**Request**
Please pull out every line of the listing below that contains the word "black", treating uppercase and lowercase as different.

**Extracted data entries**
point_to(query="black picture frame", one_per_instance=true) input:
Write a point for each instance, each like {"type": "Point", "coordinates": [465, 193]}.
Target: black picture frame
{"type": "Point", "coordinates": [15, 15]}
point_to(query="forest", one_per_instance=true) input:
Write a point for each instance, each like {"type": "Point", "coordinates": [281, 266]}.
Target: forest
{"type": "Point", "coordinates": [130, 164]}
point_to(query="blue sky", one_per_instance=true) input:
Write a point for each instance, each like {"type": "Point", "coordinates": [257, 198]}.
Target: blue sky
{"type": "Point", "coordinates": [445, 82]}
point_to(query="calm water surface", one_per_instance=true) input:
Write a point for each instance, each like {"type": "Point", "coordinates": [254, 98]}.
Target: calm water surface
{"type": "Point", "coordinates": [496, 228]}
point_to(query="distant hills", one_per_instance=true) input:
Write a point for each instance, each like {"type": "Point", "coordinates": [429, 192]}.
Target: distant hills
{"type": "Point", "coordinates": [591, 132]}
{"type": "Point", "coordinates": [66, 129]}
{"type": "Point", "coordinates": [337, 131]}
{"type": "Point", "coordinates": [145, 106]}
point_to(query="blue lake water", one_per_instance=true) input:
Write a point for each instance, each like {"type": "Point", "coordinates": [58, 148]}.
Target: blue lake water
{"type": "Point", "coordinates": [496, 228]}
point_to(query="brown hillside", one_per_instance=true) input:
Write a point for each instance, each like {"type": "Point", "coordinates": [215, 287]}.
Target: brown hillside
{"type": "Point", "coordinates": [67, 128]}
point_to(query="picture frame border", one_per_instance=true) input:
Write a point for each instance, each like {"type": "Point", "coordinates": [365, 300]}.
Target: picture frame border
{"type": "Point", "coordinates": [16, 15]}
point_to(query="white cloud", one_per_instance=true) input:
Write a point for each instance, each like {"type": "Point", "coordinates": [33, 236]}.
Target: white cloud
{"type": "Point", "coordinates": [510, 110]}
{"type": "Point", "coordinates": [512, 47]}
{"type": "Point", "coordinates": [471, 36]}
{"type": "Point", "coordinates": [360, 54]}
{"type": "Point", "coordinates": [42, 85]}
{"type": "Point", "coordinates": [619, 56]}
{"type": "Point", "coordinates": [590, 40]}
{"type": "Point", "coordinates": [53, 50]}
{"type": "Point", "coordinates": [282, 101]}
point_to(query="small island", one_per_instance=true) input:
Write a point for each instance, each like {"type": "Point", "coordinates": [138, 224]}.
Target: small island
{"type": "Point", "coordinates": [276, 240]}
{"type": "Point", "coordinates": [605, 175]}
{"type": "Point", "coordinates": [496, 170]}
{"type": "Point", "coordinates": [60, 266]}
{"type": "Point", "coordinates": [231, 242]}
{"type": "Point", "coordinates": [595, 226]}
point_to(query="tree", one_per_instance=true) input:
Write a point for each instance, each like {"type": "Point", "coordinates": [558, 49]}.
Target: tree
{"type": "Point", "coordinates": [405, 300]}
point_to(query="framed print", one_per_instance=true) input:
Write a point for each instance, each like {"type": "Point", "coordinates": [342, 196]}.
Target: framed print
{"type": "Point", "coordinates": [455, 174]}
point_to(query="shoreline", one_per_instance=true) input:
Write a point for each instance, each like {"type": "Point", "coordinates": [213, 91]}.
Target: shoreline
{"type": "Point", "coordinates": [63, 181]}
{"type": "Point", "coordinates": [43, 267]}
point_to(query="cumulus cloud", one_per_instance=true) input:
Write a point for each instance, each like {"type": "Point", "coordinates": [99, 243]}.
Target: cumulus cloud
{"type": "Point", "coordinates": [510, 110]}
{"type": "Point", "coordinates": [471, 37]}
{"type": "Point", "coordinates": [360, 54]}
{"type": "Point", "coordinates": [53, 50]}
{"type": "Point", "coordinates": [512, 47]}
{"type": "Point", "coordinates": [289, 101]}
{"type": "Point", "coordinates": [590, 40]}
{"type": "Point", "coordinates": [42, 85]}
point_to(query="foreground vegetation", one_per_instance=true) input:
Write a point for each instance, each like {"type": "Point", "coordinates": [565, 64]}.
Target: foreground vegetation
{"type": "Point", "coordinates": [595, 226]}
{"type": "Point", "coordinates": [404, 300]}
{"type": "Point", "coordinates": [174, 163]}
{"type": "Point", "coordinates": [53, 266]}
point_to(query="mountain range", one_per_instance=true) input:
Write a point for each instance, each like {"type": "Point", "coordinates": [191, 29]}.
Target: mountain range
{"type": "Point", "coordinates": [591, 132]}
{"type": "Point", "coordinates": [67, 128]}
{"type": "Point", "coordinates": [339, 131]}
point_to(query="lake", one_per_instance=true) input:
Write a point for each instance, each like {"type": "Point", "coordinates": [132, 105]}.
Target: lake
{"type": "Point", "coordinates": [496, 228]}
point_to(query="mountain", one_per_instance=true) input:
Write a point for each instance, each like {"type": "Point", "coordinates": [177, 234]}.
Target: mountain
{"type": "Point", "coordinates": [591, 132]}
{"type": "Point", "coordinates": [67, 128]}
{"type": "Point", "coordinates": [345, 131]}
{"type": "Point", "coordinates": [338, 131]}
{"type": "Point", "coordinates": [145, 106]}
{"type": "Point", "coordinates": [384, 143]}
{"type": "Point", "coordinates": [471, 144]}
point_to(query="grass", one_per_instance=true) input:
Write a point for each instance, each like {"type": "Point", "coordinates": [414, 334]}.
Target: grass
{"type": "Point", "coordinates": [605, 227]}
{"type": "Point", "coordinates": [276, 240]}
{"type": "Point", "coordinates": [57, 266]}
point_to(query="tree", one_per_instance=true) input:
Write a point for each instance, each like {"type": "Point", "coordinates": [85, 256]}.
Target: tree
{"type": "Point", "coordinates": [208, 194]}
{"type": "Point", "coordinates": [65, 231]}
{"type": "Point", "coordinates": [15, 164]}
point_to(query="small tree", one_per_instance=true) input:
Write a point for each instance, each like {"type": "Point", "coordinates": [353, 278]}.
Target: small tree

**Response to the exercise**
point_to(query="black picture frame", one_per_instance=true) input:
Target: black picture frame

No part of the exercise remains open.